Reading passage:
ITEM 3 - LEGAL PROCEEDINGS
The Company is not involved in any material legal proceedings. The Bank is
involved in ordinary routine litigation incident to its business; however, no
such proceedings are expected to result in any material adverse effect on the
operations or earnings of the Bank. Neither the Bank nor the Company is involved
in any proceedings to which any director, principal officer, affiliate thereof,
or person who owns of record or beneficially more than five percent (5%) of the
outstanding stock of either the Company or the Bank, or any associate of the
foregoing, is a party or has a material interest adverse to the Company or the
Bank.
ITEM 4 - SUBMISSION OF MATTERS TO A VOTE OF SECURITY HOLDERS
No matters were submitted to a vote of security holders during the fourth
quarter of 1998.

Exercise description:
According to the filing excerpt, during what period were no matters submitted to a vote of security holders? These rows have no connection to the filing excerpt.

Items for segmentation labeling:
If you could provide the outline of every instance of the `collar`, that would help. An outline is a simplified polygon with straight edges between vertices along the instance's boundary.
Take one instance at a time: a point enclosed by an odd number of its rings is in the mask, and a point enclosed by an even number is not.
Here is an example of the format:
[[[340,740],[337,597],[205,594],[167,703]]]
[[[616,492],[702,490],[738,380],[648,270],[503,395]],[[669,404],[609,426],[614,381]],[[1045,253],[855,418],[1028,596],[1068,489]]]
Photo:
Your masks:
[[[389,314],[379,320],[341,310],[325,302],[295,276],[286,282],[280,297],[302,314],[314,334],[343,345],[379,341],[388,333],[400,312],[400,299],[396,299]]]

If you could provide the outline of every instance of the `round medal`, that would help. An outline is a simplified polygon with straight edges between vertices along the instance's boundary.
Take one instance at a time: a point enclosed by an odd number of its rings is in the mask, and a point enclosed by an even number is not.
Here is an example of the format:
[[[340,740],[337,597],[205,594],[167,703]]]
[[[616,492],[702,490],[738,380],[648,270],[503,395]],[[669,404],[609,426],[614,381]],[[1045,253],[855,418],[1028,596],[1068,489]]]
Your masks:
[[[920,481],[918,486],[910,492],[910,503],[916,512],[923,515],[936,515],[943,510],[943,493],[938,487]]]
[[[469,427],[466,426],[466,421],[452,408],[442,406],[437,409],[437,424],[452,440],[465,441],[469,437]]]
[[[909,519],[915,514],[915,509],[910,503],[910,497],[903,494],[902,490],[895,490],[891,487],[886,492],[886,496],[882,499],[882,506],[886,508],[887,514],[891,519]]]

Response for this exercise:
The fourth quarter of 1998.